● Data records:
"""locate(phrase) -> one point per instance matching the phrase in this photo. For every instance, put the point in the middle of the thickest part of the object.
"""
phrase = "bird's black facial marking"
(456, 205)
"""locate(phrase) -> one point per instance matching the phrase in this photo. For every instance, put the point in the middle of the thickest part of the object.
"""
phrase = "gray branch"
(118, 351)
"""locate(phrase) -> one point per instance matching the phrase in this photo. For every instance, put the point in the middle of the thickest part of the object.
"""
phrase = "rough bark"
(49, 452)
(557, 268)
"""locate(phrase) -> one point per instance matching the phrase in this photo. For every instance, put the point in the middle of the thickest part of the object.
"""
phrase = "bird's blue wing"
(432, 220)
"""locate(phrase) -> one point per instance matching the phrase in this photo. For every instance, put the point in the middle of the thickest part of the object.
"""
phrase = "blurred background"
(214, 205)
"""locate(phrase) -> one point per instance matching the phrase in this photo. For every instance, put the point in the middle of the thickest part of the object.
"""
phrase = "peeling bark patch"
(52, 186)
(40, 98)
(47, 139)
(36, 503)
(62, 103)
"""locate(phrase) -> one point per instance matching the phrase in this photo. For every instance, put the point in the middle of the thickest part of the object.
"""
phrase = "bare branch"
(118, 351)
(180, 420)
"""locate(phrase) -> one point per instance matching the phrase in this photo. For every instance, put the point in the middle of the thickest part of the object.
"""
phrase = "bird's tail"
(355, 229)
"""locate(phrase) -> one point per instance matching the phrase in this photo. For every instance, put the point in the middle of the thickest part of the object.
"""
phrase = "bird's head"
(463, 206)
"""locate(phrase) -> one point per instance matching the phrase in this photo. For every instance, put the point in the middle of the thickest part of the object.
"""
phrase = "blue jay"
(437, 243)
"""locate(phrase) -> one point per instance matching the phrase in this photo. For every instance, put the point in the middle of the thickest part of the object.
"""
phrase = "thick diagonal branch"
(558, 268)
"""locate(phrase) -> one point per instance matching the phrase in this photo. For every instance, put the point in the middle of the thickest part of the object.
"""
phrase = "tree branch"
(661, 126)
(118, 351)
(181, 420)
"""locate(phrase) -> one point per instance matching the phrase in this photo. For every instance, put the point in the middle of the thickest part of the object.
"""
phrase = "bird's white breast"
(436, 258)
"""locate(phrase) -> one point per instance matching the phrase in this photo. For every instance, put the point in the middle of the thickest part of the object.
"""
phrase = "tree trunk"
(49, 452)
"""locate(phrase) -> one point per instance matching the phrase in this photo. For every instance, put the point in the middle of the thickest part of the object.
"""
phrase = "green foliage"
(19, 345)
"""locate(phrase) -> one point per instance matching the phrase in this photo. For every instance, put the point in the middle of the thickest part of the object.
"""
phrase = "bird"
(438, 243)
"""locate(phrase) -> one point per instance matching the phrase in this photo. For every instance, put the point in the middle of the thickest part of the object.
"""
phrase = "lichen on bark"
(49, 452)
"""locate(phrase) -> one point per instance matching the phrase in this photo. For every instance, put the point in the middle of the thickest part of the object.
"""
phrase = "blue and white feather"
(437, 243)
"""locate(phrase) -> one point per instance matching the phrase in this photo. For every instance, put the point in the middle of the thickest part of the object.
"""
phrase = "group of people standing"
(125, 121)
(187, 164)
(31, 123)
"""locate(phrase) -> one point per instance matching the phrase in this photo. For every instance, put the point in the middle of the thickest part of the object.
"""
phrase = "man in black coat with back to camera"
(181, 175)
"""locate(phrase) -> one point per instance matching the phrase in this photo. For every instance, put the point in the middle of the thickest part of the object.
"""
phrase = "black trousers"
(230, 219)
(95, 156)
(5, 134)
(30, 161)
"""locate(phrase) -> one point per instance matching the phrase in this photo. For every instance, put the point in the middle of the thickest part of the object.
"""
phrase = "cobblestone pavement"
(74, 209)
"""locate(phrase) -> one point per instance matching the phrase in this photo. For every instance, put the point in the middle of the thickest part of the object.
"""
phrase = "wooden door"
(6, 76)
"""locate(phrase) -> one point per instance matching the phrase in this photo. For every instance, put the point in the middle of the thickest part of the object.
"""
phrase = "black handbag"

● Task statement: Exactly as written, transcribe each line of the data.

● Answer section:
"""locate(phrase) -> one point per instance matching the phrase in this photo. For every instance, put the point in the middle of the thickest part of the object.
"""
phrase = "bird's black facial marking"
(456, 205)
"""locate(phrase) -> one point per instance matching the phrase in this photo. For every instance, put the point in the middle of the thickest part of the object.
"""
phrase = "gray branch"
(118, 351)
"""locate(phrase) -> one point per instance matching the phrase in this photo. For every instance, put the point in the middle of the thickest part of the object.
"""
phrase = "rough bark"
(49, 452)
(557, 268)
"""locate(phrase) -> one point per instance matching the phrase in this photo. For every instance, put the point in the middle of the thickest part of the object.
"""
phrase = "bird's blue wing"
(432, 220)
"""locate(phrase) -> one point per instance matching the phrase in this photo. For every instance, put the point in the middle of the thickest part of the object.
"""
phrase = "blurred background"
(214, 205)
"""locate(phrase) -> one point per instance matching the phrase in this photo. For every instance, put the point in the middle of the thickest part of the object.
"""
phrase = "peeling bark patch"
(52, 186)
(40, 98)
(47, 139)
(36, 503)
(62, 103)
"""locate(phrase) -> one point per instance matching the phrase in this photo. For every instance, put the point in the middle of the thickest part of the object.
"""
phrase = "bare branch"
(118, 351)
(180, 420)
"""locate(phrase) -> one point per instance matching the phrase in this photo. For every instance, put the point in the middle of the thickest part of the object.
"""
phrase = "bird's tail"
(355, 229)
"""locate(phrase) -> one point per instance matching the phrase in this photo. For every instance, put the point in the middle of the thickest part of the object.
"""
phrase = "bird's head"
(463, 206)
"""locate(phrase) -> one point per instance matching the phrase in this photo. For every instance, put the point in the middle of the thickest part of the object.
"""
phrase = "blue jay"
(437, 243)
"""locate(phrase) -> one point per instance matching the phrase in this photo. For every instance, put the point in the middle of the thickest part of the object.
"""
phrase = "thick diagonal branch"
(558, 268)
"""locate(phrase) -> one point per instance matching the phrase in this photo. For every instance, put the point in the middle of the thickest part of the object.
"""
phrase = "tree branch"
(661, 126)
(118, 351)
(181, 420)
"""locate(phrase) -> one point per instance matching the phrase in this photo. For every instance, put the point in the middle of the thickest part of the object.
"""
phrase = "bird's white breast"
(436, 258)
"""locate(phrase) -> one point per instance matching the phrase in this photo. For every instance, put the point in the middle of the thickest part of the object.
"""
phrase = "tree trunk"
(49, 452)
"""locate(phrase) -> one point per instance matching the phrase in this photo. For every instance, put the point in the middle of the thickest part of the object.
"""
phrase = "green foliage"
(19, 345)
"""locate(phrase) -> one point per instance matching the phrase in this photo. For every instance, put the point in the middle of the thickest part of the object.
"""
phrase = "bird"
(438, 243)
"""locate(phrase) -> one point per instance matching the phrase in this photo. For every instance, put the point in the middle of the thickest part of the object.
"""
phrase = "lichen on bark"
(49, 452)
"""locate(phrase) -> one point per instance matching the phrase in this photo. For every instance, put the point in the middle of the thickest part of the object.
"""
phrase = "blue and white feather"
(437, 243)
"""locate(phrase) -> one point per instance matching the phrase in this photo. For every instance, put the point in the middle of the thickest part of the object.
"""
phrase = "group of people standing"
(125, 121)
(187, 164)
(31, 123)
"""locate(phrase) -> one point per instance matching the phrase in this photo. For every instance, put the point in the middle of the thickest part of the object.
"""
phrase = "man in black coat with back to camera"
(181, 175)
"""locate(phrase) -> one point per instance matching the phrase in this photo. For every instance, put the point in the middle of the thickest part of the object.
"""
phrase = "black trousers"
(230, 219)
(95, 156)
(5, 134)
(30, 161)
"""locate(phrase) -> one point per instance matching the phrase in this photo. For every instance, put the point in the middle of the thickest part of the object.
"""
phrase = "cobblestone pavement"
(74, 209)
"""locate(phrase) -> one point per instance matching the phrase in this photo. For every instance, put the point in the middle of the thickest part of the object.
"""
phrase = "wooden door"
(6, 76)
"""locate(phrase) -> one point per instance matching the phrase in this photo. For every instance, put the point in the middle of the thickest part of the object.
"""
phrase = "black handbag"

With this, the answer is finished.